** Opening INFORMATION GIVEN block **

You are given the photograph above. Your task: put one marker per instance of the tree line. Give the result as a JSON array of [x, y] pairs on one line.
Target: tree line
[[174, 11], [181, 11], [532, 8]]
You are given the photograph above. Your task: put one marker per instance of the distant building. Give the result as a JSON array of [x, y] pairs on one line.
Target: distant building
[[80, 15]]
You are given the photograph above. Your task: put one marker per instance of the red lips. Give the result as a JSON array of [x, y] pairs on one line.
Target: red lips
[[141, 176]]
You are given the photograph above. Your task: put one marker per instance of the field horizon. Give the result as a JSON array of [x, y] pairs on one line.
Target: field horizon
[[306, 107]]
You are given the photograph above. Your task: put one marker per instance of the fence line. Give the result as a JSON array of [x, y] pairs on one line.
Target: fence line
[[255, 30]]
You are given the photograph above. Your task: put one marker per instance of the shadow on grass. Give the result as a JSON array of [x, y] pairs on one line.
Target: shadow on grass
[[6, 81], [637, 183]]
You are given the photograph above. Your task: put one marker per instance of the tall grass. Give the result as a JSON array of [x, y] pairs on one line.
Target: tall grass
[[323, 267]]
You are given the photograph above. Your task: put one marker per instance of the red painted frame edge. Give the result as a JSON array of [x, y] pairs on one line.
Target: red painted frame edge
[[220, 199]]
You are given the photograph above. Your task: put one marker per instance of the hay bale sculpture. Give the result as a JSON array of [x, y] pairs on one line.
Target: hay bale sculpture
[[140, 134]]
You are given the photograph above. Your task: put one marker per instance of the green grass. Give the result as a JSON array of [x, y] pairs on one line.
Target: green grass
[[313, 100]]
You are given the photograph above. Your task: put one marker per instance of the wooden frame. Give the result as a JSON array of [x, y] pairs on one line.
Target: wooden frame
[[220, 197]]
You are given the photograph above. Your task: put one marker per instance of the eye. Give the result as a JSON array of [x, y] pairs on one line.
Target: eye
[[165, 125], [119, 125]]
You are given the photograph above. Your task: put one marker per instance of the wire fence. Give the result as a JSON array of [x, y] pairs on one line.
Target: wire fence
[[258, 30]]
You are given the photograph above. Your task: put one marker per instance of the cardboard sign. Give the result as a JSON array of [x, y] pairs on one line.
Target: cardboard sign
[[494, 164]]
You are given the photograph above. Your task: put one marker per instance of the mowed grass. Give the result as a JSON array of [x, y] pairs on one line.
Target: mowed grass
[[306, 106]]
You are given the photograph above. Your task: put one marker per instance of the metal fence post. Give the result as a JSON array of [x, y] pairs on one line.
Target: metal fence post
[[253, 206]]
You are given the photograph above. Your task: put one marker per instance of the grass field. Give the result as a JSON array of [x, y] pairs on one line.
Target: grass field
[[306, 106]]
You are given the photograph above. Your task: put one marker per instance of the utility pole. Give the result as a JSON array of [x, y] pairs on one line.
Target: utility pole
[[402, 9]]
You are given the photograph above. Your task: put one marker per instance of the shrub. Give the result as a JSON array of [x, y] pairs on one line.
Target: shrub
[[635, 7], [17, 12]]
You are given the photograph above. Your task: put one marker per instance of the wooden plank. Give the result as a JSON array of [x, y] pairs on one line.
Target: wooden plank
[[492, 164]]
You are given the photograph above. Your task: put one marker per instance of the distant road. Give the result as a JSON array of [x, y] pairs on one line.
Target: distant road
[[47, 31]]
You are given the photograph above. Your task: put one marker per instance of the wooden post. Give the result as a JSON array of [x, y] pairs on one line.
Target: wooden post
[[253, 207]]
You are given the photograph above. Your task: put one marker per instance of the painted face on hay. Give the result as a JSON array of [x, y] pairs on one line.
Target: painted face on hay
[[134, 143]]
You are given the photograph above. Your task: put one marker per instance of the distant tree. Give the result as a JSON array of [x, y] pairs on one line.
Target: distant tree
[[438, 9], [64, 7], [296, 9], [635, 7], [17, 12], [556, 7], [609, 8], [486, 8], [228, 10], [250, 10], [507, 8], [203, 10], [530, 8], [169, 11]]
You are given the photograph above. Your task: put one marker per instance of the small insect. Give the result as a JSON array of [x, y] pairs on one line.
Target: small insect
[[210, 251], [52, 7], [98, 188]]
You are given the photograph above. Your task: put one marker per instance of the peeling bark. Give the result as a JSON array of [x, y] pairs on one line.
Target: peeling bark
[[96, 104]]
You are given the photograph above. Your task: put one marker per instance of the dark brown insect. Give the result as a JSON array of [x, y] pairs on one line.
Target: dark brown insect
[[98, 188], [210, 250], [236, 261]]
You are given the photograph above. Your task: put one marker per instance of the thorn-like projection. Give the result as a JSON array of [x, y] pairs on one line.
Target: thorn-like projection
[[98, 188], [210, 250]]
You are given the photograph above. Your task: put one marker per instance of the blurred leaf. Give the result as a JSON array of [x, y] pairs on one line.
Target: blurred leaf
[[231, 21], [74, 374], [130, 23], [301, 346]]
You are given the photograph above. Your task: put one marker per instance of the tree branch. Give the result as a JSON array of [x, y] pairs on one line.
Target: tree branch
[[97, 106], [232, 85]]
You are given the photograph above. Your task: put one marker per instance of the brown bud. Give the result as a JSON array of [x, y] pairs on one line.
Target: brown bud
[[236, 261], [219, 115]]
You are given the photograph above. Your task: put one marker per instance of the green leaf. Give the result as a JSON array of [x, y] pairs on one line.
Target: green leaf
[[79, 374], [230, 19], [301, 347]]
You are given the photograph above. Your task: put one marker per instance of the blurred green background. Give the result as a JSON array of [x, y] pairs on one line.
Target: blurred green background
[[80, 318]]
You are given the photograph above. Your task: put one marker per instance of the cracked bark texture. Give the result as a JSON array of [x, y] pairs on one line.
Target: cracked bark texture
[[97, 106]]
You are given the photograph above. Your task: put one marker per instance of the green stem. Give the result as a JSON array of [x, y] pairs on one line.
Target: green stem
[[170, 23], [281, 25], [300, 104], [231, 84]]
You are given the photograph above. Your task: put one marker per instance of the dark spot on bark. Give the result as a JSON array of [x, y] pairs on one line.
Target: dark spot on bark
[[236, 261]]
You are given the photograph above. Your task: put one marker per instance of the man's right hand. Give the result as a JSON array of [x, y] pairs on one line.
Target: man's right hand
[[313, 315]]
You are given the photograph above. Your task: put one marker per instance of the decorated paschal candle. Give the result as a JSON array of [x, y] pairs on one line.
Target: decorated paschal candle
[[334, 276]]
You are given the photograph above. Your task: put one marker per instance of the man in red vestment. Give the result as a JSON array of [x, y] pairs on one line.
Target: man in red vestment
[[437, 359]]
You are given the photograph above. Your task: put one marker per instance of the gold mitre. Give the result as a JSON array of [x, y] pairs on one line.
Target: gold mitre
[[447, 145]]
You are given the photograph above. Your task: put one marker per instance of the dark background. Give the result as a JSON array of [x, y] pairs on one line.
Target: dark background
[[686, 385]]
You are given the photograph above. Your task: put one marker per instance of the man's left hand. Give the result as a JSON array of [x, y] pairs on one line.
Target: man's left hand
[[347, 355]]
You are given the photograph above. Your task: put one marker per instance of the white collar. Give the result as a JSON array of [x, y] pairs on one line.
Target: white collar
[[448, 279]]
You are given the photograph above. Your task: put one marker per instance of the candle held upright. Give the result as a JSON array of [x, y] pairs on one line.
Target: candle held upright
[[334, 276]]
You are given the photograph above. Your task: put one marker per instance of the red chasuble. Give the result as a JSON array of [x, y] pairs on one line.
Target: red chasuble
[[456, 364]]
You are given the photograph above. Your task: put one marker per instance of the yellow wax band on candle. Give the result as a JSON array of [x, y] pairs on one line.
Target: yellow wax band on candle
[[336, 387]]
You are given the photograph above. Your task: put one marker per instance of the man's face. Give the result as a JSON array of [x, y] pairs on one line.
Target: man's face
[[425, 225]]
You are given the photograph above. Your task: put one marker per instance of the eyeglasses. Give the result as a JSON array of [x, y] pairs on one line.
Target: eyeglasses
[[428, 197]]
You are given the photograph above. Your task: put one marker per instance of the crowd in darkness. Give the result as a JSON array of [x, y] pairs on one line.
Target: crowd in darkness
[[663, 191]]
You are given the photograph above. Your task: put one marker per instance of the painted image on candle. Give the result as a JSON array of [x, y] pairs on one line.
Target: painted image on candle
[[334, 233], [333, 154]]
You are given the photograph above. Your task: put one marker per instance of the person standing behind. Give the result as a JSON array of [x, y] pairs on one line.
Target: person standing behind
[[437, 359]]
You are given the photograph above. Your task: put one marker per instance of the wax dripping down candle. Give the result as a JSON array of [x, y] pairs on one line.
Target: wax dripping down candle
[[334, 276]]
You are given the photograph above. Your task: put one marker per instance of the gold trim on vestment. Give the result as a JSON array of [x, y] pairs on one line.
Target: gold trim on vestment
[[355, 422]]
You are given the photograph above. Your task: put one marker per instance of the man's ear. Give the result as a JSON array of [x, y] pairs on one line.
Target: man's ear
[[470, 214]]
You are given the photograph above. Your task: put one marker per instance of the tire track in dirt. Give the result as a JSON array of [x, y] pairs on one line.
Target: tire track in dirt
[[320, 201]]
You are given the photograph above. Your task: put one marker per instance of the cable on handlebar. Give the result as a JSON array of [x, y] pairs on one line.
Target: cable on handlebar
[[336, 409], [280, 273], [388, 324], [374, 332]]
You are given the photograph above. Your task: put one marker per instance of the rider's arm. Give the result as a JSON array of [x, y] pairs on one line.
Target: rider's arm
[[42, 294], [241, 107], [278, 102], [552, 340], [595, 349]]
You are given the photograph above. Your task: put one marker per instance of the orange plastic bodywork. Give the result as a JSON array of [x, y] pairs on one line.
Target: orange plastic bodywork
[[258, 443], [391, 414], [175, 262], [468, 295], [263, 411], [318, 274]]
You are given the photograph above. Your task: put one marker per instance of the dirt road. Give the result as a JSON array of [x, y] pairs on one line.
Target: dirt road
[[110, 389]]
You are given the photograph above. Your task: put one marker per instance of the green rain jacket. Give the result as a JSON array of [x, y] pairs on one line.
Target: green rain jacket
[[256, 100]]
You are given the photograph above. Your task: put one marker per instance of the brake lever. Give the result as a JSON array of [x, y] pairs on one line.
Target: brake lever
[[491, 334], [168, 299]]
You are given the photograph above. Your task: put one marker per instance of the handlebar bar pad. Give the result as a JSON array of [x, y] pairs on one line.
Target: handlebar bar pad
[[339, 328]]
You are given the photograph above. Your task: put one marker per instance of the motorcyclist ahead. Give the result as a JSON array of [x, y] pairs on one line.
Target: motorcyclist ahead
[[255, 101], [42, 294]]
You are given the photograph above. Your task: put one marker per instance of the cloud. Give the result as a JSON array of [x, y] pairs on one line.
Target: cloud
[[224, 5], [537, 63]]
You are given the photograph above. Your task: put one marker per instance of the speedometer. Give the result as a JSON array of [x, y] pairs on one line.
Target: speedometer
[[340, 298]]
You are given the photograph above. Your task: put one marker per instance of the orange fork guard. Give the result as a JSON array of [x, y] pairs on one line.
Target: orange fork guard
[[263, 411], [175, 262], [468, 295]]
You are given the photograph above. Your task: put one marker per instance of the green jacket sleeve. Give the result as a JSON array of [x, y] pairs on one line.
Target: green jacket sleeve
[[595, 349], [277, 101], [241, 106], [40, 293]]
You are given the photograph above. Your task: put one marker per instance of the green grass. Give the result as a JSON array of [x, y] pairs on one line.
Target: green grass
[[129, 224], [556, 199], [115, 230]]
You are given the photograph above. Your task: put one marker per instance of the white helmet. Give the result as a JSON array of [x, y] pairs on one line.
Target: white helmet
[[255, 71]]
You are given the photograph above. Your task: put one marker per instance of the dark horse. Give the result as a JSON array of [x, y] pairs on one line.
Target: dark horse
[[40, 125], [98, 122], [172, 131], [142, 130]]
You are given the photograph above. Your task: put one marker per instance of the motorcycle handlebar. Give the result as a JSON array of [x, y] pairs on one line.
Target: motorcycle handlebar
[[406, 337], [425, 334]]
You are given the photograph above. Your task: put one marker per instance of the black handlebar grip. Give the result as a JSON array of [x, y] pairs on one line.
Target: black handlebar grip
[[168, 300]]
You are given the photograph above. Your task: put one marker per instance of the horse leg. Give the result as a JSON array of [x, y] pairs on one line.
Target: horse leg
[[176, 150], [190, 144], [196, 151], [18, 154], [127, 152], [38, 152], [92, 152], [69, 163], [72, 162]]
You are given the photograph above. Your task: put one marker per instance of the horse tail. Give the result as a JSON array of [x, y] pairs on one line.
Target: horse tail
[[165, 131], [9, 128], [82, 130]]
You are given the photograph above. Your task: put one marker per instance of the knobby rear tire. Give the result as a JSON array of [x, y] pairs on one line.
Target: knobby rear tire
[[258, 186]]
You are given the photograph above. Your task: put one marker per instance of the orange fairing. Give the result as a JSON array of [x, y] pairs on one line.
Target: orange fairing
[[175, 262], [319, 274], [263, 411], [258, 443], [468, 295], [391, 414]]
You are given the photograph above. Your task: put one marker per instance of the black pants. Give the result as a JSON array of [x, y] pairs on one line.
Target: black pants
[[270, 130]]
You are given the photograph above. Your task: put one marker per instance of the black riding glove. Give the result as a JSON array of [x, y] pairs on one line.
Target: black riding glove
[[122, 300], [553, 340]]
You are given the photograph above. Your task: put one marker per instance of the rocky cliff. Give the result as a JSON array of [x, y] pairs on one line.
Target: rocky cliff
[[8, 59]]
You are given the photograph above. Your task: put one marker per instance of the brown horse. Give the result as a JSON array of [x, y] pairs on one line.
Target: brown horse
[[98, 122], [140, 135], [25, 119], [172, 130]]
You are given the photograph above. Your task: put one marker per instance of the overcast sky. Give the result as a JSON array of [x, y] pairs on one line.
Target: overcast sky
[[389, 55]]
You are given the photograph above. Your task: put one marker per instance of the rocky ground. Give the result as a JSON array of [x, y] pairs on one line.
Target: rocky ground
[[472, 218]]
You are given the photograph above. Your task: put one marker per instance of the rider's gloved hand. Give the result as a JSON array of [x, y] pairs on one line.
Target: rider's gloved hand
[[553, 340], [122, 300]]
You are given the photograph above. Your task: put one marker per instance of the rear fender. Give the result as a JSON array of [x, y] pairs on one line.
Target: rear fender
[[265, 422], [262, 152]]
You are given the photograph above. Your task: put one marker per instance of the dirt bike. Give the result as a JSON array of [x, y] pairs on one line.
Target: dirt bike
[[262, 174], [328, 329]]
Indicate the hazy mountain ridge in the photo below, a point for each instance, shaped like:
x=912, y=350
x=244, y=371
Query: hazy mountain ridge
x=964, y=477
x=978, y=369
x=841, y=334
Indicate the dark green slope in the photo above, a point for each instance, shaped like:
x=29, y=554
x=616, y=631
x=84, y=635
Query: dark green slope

** Closing INFORMATION GIVEN block **

→ PROBLEM REQUIREMENTS:
Using only the listing above, restate exactly the lines from the line containing "of the mowed" through the line containing "of the utility", both included.

→ EXPECTED ANSWER:
You are given the photograph above. Your task: put one marker per instance of the mowed grass. Give the result as a JSON array of [x, y] pairs on one line.
Target: mowed grass
[[306, 106]]
You are given the photograph above. Your task: put one marker per instance of the metal fence post. Give the result as a JSON array of [x, y] pairs on one line.
Target: metal fence post
[[253, 206]]
You are given the photograph above. Your task: put one marker per instance of the grass field. Give the result as a JSON array of [x, y] pairs on one line.
Target: grass field
[[306, 106]]
You are given the photograph above. Your task: put one marker per instance of the utility pole. Give the result as a JSON array of [x, y] pairs on one line.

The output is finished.